▶ [文件摘錄]
▼

(四)在不斷擴大對華包圍圈的同時豐富遏華手段
與以往不同,“印太”新地緣戰略背景下的日本對華遏制,在領域維度呈現更為全面的態勢。即是說,至少在菅義偉政府看來,中日矛盾已從既有政治、安全領域陡然擴展到包括經濟、科技在內的衆多新領域。
經濟及科技方面,以自民黨為代表的日本政治勢力主要圍繞“經濟安全保障”概念推進對華遏制運作。2020年4月,日本在國家安全保障局內新設經濟組,意在從防止可軍用尖端民用技術外流、限制出口等方面入手維護其經濟安全。但從該機構迄今為止制定的諸多具體政策看,大半都指向中國:如認為中國竊取其民用技術用於發展軍事(人工智能、半導體等);中國通過5G、北鬥、微信、TikTok等技術平台、軟件竊取其機密情報;中國控制口罩等防疫用品出口威脅其供應鏈安全等。此外,在稀土、疫苗、海底光纜等更為廣泛的領域,日本也在謀求同美、澳等各國一道,組建對華包圍圈:為應對中國“疫苗外交”取得的成績,“四方安全對話”會議決定按照美國日本資助、印度生產、澳大利亞分發的合作模式,向東南亞國家提供10億劑強生公司研發的新冠疫苗;為降低對中國的依賴,美日印澳四國將聯手重組稀土供應鏈,提升稀土精煉技術,尤其要在資金上支持中國以外國家的稀土產業;日、印、澳三國也於2021年4月27日正式啓動“供應鏈彈性倡議”機制;此外,美日澳三國相關人員還曾於今年3月召開閉門會議,商討如何在海底光纜鋪設領域進行合作,以對抗華海通信近年來在該領域的快速發展。

▲

▶ [記錄資料]
▼

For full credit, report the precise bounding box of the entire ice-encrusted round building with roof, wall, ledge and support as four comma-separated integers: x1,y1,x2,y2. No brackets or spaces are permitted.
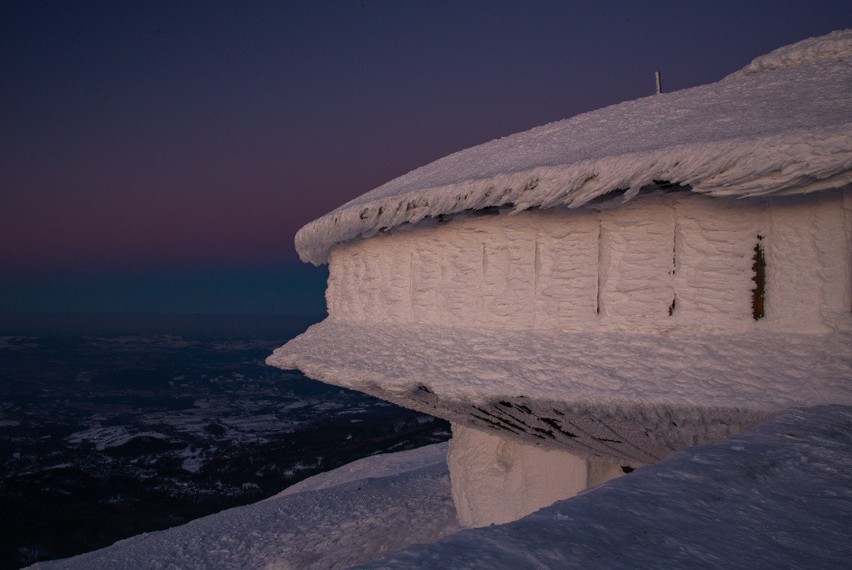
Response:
269,30,852,526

▲

把上面那段談日本擴大對華遏制手段的文件摘錄原樣完整抄寫一遍。

(四)在不斷擴大對華包圍圈的同時豐富遏華手段
與以往不同,“印太”新地緣戰略背景下的日本對華遏制,在領域維度呈現更為全面的態勢。即是說,至少在菅義偉政府看來,中日矛盾已從既有政治、安全領域陡然擴展到包括經濟、科技在內的衆多新領域。
經濟及科技方面,以自民黨為代表的日本政治勢力主要圍繞“經濟安全保障”概念推進對華遏制運作。2020年4月,日本在國家安全保障局內新設經濟組,意在從防止可軍用尖端民用技術外流、限制出口等方面入手維護其經濟安全。但從該機構迄今為止制定的諸多具體政策看,大半都指向中國:如認為中國竊取其民用技術用於發展軍事(人工智能、半導體等);中國通過5G、北鬥、微信、TikTok等技術平台、軟件竊取其機密情報;中國控制口罩等防疫用品出口威脅其供應鏈安全等。此外,在稀土、疫苗、海底光纜等更為廣泛的領域,日本也在謀求同美、澳等各國一道,組建對華包圍圈:為應對中國“疫苗外交”取得的成績,“四方安全對話”會議決定按照美國日本資助、印度生產、澳大利亞分發的合作模式,向東南亞國家提供10億劑強生公司研發的新冠疫苗;為降低對中國的依賴,美日印澳四國將聯手重組稀土供應鏈,提升稀土精煉技術,尤其要在資金上支持中國以外國家的稀土產業;日、印、澳三國也於2021年4月27日正式啓動“供應鏈彈性倡議”機制;此外,美日澳三國相關人員還曾於今年3月召開閉門會議,商討如何在海底光纜鋪設領域進行合作,以對抗華海通信近年來在該領域的快速發展。